Excerpt:

= = = = = = =

Basic Military Training (BMT) – My NS Journey


Before BMT

I remembered before my National Service (NS), I don’t know anything about army or bothered to find out. I was the last person in my clique to serve my NS as they have either ORD-ed or left a few months more to ORD.

Few months before my enlistment, I couldn’t achieve a silver for the old NAPFA test (5 Stations) in the last year of my polytechnic. For that I’ve received the enlistment letter telling me that I have to undergo an additional 6-weeks Physical Training Phase (PTP) due to poor NAPFA result and I have to report to Tekong Camp at 1030 hrs on 26 May 2015.

I was so demoralised that I have to serve that extra 2 months so that moment I told myself that I should start training and get a 61 points/silver so I can defer and ‘siam’ that PTP.

I even went to the extend of bringing my running shoes to my Japan trip with the thought of “maybe I should jog every morning”. But guess what, throughout the 10 days, not even once… Haha!

Pushing my luck, I went to retake NAPFA at Toa Payoh Stadium. This time following the new IPPT criteria (3 Stations: Push up, Sit up and 2.4km). Oh my… and yes, those were the words I said when I received my result slip and looked at it.

If I remembered correctly, my score were as follows:

  • Sit Up : 34
  • Push Up : 15
  • 2.4Km : 14+ mins

Oh my… Now thinking back, I should be so ashamed of myself. Hahahahahah! I have then accepted my fate to PTP.

Couple of days before my enlistment, I got my clique to shave off my hair as it was our tradition.

= = = = = = =

Data excerpts:
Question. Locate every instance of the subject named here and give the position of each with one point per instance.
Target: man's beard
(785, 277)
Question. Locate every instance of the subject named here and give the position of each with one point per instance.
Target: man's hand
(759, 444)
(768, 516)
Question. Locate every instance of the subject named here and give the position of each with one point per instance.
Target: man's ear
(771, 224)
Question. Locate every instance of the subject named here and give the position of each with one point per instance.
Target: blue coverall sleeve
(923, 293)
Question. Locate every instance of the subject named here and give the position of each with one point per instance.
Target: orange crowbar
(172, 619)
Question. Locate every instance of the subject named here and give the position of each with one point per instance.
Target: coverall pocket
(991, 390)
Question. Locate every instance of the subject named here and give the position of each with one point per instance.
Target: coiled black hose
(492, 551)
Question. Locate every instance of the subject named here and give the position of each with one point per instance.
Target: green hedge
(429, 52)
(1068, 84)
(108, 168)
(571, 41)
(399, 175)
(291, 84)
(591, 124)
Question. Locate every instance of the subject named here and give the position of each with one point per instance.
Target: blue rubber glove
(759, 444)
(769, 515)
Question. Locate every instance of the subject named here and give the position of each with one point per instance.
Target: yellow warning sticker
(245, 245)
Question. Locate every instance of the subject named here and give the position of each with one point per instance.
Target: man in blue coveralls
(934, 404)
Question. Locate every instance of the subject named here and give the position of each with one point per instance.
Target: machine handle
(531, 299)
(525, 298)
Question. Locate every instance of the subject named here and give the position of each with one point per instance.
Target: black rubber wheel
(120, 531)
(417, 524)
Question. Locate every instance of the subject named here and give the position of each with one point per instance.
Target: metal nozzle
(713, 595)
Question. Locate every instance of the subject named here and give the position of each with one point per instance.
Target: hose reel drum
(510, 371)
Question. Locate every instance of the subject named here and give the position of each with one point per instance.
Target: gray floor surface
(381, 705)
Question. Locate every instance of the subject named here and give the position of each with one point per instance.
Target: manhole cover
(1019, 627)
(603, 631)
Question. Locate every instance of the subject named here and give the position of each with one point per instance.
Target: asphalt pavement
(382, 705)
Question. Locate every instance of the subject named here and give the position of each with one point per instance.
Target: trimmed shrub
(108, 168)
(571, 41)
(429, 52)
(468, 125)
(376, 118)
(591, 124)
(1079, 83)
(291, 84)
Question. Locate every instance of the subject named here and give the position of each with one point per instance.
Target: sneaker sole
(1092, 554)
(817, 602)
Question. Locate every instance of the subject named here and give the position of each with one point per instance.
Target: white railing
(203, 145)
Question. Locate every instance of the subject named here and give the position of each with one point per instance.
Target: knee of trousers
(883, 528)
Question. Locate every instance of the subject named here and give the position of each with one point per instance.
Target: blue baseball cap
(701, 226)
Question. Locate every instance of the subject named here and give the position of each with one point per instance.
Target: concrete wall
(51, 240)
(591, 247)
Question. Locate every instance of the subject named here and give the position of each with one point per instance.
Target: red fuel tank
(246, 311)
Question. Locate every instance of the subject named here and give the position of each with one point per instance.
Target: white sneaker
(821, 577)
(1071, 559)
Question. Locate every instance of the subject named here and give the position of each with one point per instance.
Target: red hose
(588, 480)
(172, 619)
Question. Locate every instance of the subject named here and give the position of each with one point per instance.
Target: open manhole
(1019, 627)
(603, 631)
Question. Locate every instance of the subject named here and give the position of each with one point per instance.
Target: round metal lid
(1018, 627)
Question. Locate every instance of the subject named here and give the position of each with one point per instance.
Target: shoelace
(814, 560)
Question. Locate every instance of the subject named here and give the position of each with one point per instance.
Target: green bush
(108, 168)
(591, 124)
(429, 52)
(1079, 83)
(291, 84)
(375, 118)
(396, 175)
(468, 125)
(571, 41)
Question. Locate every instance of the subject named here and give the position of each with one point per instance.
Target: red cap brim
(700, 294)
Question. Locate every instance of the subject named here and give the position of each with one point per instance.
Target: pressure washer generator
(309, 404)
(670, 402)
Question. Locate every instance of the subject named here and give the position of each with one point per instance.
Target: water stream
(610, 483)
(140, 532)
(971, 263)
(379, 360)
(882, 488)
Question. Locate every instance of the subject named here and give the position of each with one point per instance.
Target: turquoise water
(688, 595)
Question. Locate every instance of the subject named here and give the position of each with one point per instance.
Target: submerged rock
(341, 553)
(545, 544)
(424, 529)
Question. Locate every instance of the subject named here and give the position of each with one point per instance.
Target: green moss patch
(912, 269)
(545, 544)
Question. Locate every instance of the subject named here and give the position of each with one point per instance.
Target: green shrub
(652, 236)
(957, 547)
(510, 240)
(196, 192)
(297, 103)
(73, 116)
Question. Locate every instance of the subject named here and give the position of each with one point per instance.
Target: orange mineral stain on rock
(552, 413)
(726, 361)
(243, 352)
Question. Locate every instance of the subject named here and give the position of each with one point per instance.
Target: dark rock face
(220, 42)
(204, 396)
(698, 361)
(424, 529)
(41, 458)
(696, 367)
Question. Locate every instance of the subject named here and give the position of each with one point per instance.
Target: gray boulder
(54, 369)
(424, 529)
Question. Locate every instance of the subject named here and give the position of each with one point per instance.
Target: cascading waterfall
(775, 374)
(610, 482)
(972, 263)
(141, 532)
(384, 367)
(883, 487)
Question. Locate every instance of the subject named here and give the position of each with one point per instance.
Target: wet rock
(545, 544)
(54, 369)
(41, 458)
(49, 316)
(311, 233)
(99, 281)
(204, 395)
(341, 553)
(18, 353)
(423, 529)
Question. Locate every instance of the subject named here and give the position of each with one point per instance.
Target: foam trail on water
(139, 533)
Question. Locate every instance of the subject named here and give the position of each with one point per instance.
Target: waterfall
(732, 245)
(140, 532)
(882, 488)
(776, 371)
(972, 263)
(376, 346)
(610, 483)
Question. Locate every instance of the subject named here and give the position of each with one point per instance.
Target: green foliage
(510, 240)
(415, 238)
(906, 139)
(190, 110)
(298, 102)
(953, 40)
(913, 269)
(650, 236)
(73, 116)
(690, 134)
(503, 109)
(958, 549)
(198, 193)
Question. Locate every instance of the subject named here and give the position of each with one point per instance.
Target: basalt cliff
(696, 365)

= = = = = = =

Exercise requirements:
• a. Summarize the BMT post in two sentences.
• b. Pick up the BMT post after its final sentence and keep writing in the same voice.
The items are material separate from the BMT post.

The replies:
• a. After failing to get a silver on the NAPFA test in the last year of polytechnic, the writer was told to undergo an extra 6-week Physical Training Phase and report to Tekong Camp on 26 May 2015. A retake at Toa Payoh Stadium under the new IPPT criteria produced scores the writer found shameful, so the writer accepted the PTP and, a couple of days before enlistment, had the clique shave off the writer's hair, as was their tradition.

• b.
“One’s hair should be shaved by his close friends for he soon to become a man.”

Hair cut tradition


Enlistment Day

Finally, the start of BMT, 26 May 2015. My mum and girlfriend were there to send me off to Tekong Resort. I was posted to School 2, Jaguar Company, Platoon 4. As for the last meal I had before I was sent off; it was good, western meal: fried chicken drumstick, fries, mashed potatoes and fried rice.

After the meal, I bid goodbye to my love ones as it was time for me to take on the role of a recruit of BMTC and start marching to my Company Line to collect our duffle bags and uniforms. My uniforms were oversized, M-L for top and 34 for bottom… I guess I was feeling fat when I was filling up my particulars in the portal.


Oh I forgot to mention earlier, as this is our first book in, there will be a 2 weeks confinement for new enlistees. No wall plugs were allowed to charge our phones but I came prepared, 3 x Mi Power Banks 😀

Days in BMT

A typical day usually starts at 0530 hrs and end at 2230 hrs. During the PTP, most of days were scheduled with 2 physical trainings each day, one will be in the morning and the other in the afternoon. In-between were lectures and lectures, on regimental and discipline, soldier fundamentals, weapon handling, etc. The difficult part would be the adjusting to fatigue and regimentation. I slowly transformed into a soldier, there was no “I want to rest/sleep” when I am tired and I have to continue with the day’s activities until Routine Order (RO) is given.

Physical trainings were strength training, endurance jog, speed run, circuit training and more. Each has its own objective and goals to boost the various muscles in our body and making us stronger.


As I said earlier in the post, I don’t know anything about army. So during my first and many encounters with my Platoon Commander and Platoon Sergeants, they were fierce, started shouting at us randomly, knocking us down at every opportunity given.

In my mind, I was thinking why these bastards signed on just to tekan us everyday, don’t they have other better things to do?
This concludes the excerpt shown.